____ Source records

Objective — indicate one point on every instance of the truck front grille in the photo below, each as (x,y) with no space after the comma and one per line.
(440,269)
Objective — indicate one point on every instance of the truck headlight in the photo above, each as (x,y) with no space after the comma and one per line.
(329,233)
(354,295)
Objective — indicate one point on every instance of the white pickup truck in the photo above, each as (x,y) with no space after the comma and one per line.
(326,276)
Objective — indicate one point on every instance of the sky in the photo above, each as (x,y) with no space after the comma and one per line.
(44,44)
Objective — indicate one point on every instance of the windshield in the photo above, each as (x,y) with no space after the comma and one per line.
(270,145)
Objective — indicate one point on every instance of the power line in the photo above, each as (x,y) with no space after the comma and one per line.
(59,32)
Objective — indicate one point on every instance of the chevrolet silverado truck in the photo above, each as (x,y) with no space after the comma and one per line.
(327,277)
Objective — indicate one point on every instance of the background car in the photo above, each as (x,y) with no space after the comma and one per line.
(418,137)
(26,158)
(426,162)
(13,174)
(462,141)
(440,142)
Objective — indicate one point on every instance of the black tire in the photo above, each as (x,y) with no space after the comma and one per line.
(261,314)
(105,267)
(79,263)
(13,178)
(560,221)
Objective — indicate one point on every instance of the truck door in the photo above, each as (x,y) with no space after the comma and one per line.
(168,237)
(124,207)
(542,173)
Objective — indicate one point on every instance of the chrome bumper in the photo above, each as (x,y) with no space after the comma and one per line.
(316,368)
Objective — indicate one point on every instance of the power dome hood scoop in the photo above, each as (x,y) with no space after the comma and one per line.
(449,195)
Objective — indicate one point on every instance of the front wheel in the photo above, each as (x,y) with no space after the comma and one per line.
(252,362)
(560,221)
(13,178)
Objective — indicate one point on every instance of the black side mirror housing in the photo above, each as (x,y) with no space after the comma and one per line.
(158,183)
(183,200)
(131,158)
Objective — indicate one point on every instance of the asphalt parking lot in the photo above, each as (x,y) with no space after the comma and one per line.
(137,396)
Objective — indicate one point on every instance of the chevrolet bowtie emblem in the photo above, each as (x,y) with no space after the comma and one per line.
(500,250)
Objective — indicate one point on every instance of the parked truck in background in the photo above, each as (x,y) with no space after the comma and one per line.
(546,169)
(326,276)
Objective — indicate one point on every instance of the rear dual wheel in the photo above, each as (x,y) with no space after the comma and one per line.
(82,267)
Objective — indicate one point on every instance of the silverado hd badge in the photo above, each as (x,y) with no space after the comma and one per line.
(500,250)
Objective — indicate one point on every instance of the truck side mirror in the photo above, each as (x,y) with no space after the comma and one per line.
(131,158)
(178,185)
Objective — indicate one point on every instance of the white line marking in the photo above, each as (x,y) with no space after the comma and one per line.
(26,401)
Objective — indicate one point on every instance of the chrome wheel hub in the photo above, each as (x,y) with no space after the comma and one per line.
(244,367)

________

#### What needs to be done
The records above are to be output in full and without error.

#### Task response
Objective — indicate one point on every instance of the truck front grille in the photo below, each as (x,y) with no space after the comma and one per line.
(440,269)
Objective — indicate one point on every instance of the truck headlight in the photo above, each as (x,y) with no space after the comma and one per line.
(329,233)
(354,295)
Objective — indicate one point on every instance of the white pickup truck in the photo above, each as (x,y) with no space after the comma and one per line.
(326,276)
Objective — indicate one point on every instance of the sky in the photo above, each as (x,y) with no space after the comma and one per line.
(44,44)
Objective — indicate one point on every instance of the windshield in the photo above, each as (x,y) with no space after the comma and one per line.
(270,145)
Objective — indicate one point on every instance of the power line in the photo above, each as (x,y) with no space after the comma and one per line.
(59,32)
Objective — indicate one point on every instance of the chevrolet silverado truck in the photo above, each as (x,y) with no space after the comma and one per line.
(327,277)
Objective — indicate one point on every instance of the background car in the photo above, each as (x,y) with no space after the comma and one per line.
(418,137)
(26,158)
(426,162)
(13,174)
(462,141)
(440,142)
Objective — indicate one point on every instance of the black tire in the photo above, each as (x,y) with no space after the comma and one per line.
(261,314)
(105,267)
(79,263)
(13,178)
(560,221)
Objective — indicate one point on every instance of the truck door in the photo above, each as (x,y) with no space after the comma and one per line.
(168,237)
(124,207)
(542,173)
Objective — indicate one point on every instance of the chrome bumper in the photo above, each as (x,y) with no space after the comma and one per line.
(316,368)
Objective — indicate one point on every instance of the power dome hood scoop in the photo above, each as (x,y) with no space after the comma and one per line.
(449,195)
Objective — indicate one point on every instance of the front wheel in the photo above, each as (x,y) with no space after the comma and one per line.
(252,362)
(560,221)
(13,178)
Objective — indicate one point on every instance of the black side mirror housing in the photo above, each as (x,y) with no space after the comma and one per line.
(158,183)
(183,200)
(131,158)
Objective — indicate one point on every instance of the asphalt parking lot in the photo above, each as (x,y) with no space after the comma and one per line.
(137,396)
Objective — indicate one point on every instance of the chevrolet bowtie emblem in the photo above, each as (x,y) with no space after the comma and one per line.
(500,250)
Objective — indicate one point on every instance of the parked truck in background in the photo above, each as (x,y) with no space after the comma and one per line.
(546,169)
(326,276)
Objective — indicate one point on every instance of the rear dual wheel in the photo above, each as (x,y) with no space after the comma and one per line.
(82,267)
Objective — indicate one point on every instance of the silverado hd badge in the photo above, each as (x,y) with no space after the comma and one per line.
(500,250)
Objective — indicate one point on every instance of the truck side mirror in the photo above, each as (x,y) with no space after the comma and one per line.
(131,158)
(178,185)
Objective — indicate one point on every instance of the white line marking in the photo above, each as (x,y) with no space after the comma and one per line.
(26,401)
Objective — indicate one point on every instance of the chrome wheel hub in the photo above, each as (x,y) with no space after the comma and one per line.
(244,367)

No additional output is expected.